=== THE TASK ===
Starting at the line that contains "blurred green leaf", print every remaining line of the entries, unchanged, and output nothing more.

***** EXERCISE INPUT

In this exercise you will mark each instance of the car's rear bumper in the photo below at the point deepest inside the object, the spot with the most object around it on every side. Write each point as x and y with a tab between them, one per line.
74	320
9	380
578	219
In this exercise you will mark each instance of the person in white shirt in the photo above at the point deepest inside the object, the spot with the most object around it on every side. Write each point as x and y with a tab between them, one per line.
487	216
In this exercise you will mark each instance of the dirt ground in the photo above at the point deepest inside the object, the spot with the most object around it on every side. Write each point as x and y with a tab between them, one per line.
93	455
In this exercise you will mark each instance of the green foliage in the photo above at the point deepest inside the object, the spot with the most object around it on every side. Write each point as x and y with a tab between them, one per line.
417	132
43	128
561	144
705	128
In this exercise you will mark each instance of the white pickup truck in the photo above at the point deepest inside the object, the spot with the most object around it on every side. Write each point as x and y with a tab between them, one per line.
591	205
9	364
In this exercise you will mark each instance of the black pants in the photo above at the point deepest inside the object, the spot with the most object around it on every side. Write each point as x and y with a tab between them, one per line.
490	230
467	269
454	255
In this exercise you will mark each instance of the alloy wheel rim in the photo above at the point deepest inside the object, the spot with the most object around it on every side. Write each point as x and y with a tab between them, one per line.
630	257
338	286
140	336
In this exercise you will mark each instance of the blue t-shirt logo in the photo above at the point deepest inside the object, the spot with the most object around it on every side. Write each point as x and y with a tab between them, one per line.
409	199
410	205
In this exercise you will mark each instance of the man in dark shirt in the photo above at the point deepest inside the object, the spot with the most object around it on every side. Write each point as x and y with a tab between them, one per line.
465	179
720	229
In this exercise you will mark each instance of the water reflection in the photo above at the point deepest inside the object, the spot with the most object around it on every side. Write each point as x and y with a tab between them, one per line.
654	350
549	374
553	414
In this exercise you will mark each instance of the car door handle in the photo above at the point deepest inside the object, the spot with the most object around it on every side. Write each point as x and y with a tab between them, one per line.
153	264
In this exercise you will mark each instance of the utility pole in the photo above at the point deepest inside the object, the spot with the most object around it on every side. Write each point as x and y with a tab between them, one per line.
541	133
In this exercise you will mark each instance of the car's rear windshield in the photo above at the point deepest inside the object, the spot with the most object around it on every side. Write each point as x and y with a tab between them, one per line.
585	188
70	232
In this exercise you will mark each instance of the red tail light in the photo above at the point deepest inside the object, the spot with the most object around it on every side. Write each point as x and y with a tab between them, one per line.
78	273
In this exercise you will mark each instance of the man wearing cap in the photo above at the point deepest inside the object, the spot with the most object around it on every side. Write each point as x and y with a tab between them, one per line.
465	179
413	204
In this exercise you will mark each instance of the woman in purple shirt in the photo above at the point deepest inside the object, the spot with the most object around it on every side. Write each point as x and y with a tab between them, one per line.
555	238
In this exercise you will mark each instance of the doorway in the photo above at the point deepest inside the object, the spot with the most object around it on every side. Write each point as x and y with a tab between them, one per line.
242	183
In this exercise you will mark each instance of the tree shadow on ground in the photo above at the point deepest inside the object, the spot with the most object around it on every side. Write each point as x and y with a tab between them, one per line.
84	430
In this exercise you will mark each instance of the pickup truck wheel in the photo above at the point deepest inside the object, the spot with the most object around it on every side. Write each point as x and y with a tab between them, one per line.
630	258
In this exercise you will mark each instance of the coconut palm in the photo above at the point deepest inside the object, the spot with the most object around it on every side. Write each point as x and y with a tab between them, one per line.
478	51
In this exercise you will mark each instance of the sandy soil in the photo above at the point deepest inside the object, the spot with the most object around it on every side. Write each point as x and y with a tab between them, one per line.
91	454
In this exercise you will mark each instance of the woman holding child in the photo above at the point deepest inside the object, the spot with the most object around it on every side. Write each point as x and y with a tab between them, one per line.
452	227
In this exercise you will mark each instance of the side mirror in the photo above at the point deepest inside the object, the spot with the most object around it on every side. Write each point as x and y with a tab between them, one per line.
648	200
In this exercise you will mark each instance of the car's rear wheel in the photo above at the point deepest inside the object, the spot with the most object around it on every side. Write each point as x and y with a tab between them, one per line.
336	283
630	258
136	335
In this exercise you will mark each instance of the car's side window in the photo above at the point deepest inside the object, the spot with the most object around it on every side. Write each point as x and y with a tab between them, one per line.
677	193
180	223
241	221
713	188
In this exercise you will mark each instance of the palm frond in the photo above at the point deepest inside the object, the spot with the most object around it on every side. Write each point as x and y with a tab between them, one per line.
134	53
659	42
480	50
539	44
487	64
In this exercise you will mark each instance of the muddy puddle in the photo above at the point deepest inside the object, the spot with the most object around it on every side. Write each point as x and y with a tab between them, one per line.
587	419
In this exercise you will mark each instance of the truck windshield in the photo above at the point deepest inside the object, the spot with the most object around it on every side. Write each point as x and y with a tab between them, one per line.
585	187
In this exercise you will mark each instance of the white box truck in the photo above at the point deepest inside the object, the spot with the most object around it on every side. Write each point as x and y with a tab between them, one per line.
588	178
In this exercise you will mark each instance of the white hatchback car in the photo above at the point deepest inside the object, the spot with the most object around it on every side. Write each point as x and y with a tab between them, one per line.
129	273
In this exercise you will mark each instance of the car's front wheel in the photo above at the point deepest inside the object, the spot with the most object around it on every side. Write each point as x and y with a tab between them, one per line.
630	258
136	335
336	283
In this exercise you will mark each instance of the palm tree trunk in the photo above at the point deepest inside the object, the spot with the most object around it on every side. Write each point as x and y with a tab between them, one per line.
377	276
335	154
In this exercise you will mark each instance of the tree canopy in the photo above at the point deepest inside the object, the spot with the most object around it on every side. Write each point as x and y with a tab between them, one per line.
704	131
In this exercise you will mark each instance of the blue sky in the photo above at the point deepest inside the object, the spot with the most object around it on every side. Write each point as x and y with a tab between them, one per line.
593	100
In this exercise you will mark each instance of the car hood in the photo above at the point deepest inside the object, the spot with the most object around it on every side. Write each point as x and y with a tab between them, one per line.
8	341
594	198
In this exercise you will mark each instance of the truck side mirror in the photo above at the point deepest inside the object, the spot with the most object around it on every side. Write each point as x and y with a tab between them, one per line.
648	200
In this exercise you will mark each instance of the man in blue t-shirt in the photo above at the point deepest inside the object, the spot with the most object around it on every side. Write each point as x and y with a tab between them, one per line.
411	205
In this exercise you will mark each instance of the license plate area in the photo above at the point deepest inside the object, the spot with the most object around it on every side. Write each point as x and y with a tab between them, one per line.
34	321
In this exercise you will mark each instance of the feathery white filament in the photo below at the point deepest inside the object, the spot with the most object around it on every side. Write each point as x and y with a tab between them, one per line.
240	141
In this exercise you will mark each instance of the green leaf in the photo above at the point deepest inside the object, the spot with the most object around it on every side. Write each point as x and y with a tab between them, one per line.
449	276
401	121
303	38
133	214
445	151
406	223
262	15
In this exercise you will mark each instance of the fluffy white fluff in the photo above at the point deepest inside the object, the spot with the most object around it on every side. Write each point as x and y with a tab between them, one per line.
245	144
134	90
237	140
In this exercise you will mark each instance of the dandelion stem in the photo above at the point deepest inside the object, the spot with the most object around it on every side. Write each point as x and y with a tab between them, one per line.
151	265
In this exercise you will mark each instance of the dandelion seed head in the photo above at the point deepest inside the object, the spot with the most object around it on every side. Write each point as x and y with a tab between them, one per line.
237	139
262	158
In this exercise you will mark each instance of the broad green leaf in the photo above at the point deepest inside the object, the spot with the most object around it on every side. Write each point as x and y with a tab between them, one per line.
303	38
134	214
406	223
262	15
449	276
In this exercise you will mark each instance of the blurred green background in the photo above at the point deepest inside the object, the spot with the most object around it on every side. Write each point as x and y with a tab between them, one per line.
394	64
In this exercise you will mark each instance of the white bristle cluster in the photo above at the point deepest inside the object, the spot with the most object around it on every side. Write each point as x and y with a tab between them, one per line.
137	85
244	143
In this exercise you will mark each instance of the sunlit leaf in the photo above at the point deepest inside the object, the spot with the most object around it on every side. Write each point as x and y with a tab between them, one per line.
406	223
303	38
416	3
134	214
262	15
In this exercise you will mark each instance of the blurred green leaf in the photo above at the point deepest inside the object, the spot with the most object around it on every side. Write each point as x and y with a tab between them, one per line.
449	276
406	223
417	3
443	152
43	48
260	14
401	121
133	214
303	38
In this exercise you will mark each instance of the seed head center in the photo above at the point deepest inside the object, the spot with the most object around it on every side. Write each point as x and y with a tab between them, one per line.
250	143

**********

=== COMPLETED EXERCISE ===
In this exercise you will mark each instance of the blurred green leaf in the photo above at the point deepest inside the object, the spot with the most object around it on every side. Write each point as x and y with a tab between them, one per line.
449	276
406	223
417	3
443	152
43	48
260	14
401	121
133	214
303	38
In this exercise you will mark each instance of the seed head center in the photo above at the point deepest inside the object, the spot with the most object around it on every side. Write each point as x and y with a tab between them, one per line.
250	143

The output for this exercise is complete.